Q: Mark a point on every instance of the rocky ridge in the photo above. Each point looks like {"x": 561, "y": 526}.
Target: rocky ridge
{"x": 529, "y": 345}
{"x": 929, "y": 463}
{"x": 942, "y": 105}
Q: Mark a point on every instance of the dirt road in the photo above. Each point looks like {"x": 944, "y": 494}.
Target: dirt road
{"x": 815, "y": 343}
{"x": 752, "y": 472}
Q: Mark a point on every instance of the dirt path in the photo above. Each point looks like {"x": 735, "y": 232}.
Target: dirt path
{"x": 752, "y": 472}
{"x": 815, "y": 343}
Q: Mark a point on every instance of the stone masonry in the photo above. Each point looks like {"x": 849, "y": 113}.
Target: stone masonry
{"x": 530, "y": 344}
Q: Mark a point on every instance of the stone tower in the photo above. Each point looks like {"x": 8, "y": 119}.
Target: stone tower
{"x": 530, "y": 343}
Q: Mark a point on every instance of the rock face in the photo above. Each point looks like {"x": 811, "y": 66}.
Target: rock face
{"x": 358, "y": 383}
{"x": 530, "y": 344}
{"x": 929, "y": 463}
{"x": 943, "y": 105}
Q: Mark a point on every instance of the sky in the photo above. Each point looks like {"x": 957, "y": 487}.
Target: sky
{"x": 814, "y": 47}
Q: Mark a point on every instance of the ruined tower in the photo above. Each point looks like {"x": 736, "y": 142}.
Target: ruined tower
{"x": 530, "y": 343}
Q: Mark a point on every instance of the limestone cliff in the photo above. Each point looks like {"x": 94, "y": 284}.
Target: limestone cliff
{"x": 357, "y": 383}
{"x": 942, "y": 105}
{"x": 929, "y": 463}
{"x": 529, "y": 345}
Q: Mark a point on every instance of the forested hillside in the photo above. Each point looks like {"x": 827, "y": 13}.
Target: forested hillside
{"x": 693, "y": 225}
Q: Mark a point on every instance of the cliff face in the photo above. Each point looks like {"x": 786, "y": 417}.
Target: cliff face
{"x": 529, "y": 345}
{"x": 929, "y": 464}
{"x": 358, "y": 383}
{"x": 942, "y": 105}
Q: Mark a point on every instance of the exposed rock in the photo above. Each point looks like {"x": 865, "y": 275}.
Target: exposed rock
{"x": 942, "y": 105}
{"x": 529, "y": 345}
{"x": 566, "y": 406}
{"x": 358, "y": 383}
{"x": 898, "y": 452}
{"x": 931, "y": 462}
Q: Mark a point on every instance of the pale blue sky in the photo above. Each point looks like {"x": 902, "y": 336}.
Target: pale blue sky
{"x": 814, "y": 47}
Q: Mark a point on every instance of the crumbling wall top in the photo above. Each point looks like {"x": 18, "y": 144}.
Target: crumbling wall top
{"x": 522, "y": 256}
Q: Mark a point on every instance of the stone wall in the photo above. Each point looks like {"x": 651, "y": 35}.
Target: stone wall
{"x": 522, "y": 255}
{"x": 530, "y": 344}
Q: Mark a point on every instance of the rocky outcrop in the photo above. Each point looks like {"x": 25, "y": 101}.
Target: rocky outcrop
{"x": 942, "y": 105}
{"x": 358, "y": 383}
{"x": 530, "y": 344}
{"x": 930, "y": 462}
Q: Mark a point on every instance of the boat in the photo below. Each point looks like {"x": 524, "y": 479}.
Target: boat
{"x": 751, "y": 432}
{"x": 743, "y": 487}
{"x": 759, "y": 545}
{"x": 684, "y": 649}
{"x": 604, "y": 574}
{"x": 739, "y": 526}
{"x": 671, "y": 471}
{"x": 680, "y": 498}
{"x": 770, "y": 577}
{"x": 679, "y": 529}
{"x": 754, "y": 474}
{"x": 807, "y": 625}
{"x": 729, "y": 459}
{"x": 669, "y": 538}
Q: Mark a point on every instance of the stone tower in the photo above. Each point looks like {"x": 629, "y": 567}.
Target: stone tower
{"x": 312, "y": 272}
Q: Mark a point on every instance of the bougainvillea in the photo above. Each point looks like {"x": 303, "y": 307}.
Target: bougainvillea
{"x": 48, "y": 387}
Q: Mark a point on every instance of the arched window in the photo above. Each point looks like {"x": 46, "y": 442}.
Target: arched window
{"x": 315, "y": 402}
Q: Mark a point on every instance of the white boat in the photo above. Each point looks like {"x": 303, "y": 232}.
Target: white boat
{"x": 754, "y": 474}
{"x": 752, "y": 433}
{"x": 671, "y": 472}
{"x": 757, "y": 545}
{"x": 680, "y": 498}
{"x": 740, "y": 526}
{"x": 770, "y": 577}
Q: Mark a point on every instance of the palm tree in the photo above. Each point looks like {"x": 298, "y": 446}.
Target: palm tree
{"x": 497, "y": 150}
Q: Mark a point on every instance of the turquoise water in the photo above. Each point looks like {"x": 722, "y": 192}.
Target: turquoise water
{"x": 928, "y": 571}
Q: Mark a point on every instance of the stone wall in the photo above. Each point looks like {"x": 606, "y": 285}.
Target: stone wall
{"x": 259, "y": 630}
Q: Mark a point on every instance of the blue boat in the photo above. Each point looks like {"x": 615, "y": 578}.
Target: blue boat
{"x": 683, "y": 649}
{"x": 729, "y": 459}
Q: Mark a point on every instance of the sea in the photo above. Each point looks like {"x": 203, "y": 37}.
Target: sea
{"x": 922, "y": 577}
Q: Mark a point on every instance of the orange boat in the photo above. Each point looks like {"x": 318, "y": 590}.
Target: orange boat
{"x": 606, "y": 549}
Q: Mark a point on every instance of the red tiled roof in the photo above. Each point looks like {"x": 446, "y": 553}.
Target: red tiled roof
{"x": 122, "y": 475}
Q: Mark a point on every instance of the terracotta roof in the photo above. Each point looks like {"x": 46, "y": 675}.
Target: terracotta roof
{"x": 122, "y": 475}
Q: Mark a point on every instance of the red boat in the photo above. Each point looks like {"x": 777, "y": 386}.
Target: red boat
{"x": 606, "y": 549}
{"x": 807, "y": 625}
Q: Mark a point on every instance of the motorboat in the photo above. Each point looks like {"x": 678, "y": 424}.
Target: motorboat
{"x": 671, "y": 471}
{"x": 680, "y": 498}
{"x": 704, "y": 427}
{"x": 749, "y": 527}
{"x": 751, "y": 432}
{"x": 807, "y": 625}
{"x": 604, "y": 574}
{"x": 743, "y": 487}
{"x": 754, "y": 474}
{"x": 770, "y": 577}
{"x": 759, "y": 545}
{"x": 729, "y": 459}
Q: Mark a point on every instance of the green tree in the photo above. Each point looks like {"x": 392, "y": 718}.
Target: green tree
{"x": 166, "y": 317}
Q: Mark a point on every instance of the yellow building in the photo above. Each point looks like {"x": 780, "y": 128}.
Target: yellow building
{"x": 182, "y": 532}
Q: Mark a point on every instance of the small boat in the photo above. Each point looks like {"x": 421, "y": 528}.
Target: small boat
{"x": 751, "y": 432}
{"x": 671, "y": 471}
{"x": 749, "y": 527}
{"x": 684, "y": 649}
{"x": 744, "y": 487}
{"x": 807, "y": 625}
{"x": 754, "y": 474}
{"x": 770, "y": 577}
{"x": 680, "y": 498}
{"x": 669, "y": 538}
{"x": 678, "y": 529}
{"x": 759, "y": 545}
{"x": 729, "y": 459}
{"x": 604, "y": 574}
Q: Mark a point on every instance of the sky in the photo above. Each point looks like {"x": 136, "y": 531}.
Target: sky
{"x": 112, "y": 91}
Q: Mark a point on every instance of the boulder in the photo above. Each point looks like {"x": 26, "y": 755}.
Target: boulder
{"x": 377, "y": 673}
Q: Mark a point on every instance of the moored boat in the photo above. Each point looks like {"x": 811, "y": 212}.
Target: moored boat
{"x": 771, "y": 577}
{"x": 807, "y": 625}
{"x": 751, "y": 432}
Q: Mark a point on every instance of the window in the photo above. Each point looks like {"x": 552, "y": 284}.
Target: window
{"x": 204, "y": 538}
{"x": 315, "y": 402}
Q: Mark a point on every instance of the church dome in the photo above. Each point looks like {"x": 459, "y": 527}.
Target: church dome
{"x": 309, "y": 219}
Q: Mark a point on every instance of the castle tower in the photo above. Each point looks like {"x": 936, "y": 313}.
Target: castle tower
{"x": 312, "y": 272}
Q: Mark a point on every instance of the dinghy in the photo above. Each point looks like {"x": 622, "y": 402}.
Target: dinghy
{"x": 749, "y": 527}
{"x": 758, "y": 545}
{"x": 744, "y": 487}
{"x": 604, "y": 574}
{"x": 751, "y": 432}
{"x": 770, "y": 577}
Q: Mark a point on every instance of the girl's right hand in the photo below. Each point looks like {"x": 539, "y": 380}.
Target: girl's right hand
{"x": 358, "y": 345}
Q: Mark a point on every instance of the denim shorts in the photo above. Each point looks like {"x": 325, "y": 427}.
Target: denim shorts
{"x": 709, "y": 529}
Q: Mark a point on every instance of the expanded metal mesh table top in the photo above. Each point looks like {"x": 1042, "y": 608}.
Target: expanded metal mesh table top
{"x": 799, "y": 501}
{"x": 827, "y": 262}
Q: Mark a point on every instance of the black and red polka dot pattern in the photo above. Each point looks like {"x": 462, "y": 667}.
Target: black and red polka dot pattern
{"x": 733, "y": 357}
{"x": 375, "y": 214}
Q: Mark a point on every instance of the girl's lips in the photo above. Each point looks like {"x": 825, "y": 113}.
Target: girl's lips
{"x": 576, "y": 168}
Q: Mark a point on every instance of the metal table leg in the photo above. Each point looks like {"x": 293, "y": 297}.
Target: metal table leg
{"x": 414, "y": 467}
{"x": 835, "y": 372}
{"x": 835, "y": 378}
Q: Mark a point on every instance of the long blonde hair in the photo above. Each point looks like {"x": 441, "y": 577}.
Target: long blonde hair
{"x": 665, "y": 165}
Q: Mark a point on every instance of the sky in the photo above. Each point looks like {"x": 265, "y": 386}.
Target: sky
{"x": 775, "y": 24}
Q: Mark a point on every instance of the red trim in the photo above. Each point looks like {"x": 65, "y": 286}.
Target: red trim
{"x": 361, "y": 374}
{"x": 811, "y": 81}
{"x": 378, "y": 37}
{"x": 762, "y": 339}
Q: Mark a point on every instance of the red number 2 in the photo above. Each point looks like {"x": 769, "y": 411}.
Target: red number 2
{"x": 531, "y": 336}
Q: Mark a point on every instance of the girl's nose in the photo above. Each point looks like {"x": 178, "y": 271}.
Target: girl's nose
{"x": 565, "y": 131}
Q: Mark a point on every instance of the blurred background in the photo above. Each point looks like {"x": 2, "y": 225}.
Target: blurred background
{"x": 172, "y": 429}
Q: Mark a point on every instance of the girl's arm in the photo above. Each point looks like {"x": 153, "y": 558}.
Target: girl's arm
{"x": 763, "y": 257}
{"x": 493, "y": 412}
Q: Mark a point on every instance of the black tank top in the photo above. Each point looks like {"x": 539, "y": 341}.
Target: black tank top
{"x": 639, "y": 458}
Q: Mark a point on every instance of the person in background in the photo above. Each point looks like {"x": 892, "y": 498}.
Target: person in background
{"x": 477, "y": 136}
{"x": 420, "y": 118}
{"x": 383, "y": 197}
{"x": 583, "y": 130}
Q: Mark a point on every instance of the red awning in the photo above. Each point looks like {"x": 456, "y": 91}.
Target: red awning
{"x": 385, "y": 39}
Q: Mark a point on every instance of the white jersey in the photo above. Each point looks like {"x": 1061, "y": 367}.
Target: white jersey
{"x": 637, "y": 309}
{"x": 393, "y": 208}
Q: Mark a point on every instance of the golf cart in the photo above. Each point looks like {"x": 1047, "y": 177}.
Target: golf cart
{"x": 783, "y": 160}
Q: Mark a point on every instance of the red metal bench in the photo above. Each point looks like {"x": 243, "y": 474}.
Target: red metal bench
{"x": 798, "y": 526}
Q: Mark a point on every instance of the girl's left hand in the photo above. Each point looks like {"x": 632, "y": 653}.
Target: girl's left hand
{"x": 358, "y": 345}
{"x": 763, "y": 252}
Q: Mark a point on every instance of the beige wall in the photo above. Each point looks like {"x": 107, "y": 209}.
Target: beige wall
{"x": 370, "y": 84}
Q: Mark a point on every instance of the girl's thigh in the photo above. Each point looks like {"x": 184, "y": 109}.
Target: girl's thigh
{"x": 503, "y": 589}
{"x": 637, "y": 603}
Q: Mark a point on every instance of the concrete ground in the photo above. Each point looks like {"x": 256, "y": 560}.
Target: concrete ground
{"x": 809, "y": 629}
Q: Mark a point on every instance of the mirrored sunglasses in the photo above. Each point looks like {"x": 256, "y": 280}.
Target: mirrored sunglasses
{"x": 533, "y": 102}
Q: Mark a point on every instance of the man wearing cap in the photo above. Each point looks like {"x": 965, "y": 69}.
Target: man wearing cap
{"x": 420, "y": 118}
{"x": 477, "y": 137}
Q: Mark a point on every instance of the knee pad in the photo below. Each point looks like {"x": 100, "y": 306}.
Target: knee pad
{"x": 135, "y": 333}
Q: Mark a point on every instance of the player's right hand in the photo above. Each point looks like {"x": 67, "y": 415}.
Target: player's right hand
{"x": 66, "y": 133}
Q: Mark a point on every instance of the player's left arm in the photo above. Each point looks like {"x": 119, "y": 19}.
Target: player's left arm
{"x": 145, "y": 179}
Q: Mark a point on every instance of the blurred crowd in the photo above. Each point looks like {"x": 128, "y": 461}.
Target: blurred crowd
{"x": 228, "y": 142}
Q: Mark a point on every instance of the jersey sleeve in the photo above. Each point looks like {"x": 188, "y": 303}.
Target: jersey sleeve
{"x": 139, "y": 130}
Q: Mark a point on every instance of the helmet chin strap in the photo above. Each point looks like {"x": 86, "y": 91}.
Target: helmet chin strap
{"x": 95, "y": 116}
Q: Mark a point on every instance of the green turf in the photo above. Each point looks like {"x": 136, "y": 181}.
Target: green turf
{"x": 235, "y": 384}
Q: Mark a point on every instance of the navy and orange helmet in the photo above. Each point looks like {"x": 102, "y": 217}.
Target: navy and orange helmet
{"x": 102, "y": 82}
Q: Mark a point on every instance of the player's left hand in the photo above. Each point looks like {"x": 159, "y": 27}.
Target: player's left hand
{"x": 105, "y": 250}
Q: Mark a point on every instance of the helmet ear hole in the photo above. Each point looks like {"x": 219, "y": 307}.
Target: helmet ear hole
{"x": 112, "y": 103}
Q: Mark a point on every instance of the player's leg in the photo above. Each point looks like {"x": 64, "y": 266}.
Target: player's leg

**Work request:**
Using the entries above, repeat only the lines from the one containing "Q: Mark a point on every instance of the metal" through the one containing "Q: Mark a point on every instance of the red trim", end lines included.

**Exercise output:**
Q: Mark a point on every instance of the metal table leg in the photo above. Each point looks like {"x": 293, "y": 297}.
Target: metal table leg
{"x": 414, "y": 467}
{"x": 835, "y": 372}
{"x": 835, "y": 378}
Q: Mark a point on every instance of the long blonde hair in the photo above. Each point looks like {"x": 441, "y": 577}.
Target: long blonde hair
{"x": 665, "y": 165}
Q: Mark a point on every instance of the sky in the photo above. Each point looks like {"x": 265, "y": 386}.
Target: sky
{"x": 775, "y": 24}
Q: Mark a point on every instance of the red trim in the photo above. Each point looks like {"x": 65, "y": 286}.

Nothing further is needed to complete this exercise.